Stored entries:
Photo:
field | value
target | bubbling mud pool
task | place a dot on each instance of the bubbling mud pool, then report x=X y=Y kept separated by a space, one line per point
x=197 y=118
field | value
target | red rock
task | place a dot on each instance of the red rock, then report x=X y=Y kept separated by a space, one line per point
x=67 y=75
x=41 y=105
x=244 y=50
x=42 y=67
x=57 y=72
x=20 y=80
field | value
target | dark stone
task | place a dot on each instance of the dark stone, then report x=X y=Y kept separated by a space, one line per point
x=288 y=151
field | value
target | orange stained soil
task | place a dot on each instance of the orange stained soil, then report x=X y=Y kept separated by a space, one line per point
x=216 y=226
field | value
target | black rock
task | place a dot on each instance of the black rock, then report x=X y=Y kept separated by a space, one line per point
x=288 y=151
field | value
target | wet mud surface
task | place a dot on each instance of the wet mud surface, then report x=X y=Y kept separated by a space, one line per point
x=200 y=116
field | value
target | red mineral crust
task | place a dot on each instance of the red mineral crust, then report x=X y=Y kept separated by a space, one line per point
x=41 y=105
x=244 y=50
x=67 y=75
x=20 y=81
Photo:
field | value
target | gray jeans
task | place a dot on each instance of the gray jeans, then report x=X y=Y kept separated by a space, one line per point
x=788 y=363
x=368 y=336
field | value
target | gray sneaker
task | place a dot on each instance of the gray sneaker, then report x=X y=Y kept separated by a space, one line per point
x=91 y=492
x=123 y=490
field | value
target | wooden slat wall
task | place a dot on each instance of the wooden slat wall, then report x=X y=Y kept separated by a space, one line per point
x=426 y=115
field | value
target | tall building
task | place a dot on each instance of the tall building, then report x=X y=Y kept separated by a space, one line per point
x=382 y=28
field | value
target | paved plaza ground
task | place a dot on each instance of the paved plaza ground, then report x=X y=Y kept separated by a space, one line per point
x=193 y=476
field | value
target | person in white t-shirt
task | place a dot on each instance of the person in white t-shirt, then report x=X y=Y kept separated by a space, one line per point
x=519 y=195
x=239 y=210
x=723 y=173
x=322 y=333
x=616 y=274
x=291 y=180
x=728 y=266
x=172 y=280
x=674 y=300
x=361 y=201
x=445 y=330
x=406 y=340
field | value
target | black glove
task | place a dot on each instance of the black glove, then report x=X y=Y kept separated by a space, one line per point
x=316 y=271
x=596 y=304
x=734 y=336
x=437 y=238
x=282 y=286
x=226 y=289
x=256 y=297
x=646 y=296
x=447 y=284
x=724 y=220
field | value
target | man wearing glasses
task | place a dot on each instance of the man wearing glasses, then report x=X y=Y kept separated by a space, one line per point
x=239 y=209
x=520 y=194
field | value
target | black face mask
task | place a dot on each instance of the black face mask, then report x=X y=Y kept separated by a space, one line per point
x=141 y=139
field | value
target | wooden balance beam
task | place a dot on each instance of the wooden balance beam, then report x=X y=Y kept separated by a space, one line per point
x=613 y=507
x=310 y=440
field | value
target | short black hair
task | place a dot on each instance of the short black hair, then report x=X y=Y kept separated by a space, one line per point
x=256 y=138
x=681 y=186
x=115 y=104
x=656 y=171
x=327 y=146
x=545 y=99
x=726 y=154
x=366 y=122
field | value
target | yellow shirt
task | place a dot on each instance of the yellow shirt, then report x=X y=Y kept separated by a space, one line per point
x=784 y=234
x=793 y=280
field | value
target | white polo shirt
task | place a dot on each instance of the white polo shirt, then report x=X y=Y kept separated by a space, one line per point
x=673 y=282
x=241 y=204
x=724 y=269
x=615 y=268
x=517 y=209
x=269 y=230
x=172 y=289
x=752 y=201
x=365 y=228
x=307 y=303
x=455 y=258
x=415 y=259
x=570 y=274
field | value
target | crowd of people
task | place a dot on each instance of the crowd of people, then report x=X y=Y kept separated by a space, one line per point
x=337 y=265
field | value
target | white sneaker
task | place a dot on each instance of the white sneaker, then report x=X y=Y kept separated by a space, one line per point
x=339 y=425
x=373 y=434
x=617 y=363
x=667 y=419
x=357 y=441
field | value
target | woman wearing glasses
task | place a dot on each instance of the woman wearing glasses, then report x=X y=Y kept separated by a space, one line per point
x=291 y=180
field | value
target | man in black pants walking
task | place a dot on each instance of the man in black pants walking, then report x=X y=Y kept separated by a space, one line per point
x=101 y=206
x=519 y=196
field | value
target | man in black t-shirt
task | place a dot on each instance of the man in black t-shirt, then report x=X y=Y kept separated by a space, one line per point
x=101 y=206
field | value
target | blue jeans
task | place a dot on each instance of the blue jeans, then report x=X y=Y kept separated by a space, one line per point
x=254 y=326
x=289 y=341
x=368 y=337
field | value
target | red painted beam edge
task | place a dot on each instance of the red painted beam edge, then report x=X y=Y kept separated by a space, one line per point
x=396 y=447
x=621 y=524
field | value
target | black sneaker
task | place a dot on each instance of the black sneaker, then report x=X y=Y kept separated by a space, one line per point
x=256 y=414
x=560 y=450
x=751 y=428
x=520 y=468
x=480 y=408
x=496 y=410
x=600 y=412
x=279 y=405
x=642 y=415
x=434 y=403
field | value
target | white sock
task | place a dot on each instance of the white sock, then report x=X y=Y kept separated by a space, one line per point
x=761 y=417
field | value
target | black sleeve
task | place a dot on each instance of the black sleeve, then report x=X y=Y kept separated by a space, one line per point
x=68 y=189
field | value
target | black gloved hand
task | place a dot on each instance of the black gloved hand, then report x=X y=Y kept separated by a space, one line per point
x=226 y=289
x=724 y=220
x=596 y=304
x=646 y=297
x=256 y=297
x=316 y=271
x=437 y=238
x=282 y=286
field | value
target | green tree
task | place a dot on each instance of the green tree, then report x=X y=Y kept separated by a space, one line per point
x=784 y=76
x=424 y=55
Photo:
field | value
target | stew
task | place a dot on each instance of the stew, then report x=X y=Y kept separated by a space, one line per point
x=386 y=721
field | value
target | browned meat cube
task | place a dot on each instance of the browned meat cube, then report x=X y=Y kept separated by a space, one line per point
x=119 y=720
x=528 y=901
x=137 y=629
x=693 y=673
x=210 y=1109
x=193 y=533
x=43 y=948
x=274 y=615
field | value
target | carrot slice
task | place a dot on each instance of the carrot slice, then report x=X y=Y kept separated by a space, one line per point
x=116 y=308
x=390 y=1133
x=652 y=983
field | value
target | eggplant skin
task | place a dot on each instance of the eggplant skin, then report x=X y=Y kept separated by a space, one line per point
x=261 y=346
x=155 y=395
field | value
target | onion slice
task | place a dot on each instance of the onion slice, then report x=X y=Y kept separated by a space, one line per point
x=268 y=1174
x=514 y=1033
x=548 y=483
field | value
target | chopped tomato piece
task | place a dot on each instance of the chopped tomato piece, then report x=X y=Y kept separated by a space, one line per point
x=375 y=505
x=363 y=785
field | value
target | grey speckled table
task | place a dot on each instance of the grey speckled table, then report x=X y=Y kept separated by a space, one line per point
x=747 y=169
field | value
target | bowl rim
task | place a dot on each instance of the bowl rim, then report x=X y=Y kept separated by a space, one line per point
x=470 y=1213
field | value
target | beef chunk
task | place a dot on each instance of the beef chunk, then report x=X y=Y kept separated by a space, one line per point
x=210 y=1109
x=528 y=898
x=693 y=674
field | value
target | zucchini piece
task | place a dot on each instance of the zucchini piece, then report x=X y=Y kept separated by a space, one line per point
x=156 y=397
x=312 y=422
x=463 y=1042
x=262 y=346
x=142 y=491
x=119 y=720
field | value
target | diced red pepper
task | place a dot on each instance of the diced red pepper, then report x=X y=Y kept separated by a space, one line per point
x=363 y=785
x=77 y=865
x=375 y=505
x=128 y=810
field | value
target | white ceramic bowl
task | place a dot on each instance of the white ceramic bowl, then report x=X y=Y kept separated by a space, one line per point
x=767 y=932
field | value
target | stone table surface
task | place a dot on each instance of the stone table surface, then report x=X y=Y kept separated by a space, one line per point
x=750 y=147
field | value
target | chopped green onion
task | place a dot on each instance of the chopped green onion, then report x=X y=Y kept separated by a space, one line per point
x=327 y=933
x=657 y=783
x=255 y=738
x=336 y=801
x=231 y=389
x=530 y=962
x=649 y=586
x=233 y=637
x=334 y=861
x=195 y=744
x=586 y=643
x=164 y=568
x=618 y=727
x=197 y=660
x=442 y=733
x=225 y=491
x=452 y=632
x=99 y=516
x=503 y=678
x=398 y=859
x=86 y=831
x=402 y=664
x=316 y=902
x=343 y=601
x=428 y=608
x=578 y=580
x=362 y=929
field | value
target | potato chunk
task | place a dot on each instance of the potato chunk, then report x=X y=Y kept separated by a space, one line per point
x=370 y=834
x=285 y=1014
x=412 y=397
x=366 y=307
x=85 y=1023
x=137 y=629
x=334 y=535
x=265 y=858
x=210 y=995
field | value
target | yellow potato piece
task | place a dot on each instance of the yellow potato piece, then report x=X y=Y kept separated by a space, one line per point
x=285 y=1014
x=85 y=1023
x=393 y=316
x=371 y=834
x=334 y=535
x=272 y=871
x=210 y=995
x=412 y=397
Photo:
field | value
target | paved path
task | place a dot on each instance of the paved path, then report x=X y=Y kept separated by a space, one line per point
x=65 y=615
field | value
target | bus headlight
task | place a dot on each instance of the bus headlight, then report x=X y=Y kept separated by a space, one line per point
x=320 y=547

■ **Work to do**
Rewrite every line from the start of the records through the line containing "x=193 y=476", requests included. Shift each coordinate in the answers by adding 65 to every x and y value.

■ **Answer to the exercise**
Photo:
field | value
target | bubbling mud pool
task | place a dot on each instance of the bubbling mud pool, then report x=X y=Y kept separated by a space, one line per point
x=262 y=183
field | value
target | red rock
task | place a dot on each instance of the red rock, then report x=X y=Y kept separated by a space, one line per point
x=132 y=140
x=106 y=170
x=309 y=115
x=107 y=132
x=122 y=137
x=85 y=145
field | value
target | dark stone
task | place a dot on each instance of the dark stone, then report x=X y=Y kept separated by a space, one line per point
x=353 y=216
field | value
target | orange stained soil
task | place a dot on each instance of the orange stained soil, then report x=X y=Y kept separated by a space, one line per point
x=281 y=291
field | value
target | black rock
task | place a dot on each instance of the black rock, then report x=X y=Y kept separated by a space, one line per point
x=353 y=216
field | value
target | wet mud surface
task | place a dot on each instance of the wet mud surface, then report x=X y=Y kept separated by a space, one line per point
x=265 y=181
field | value
target | red mineral crust
task | place a dot on each instance of the red mineral crust, then report x=X y=Y kept separated by a space, one line per point
x=106 y=170
x=309 y=115
x=132 y=140
x=85 y=146
Photo:
field | value
target | gray jeans
task | place a dot on each instance of the gray jeans, then report x=X y=Y kept separated by a space, one line per point
x=853 y=428
x=433 y=401
field | value
target | gray sneaker
task | place a dot on each instance of the gray sneaker, then report x=X y=Y kept separated by a space, one line per point
x=156 y=557
x=188 y=555
field | value
target | wooden slat wall
task | place a dot on each instance of the wooden slat wall, then report x=X y=Y kept separated by a space, one line per point
x=491 y=180
field | value
target | tall building
task | place a dot on each instance of the tall building, then report x=X y=Y kept separated by a space, one line per point
x=447 y=93
field | value
target | paved plaza ground
task | place a dot on each instance of the paved plaza ground, then report x=X y=Y kept separated by a space, one line per point
x=258 y=541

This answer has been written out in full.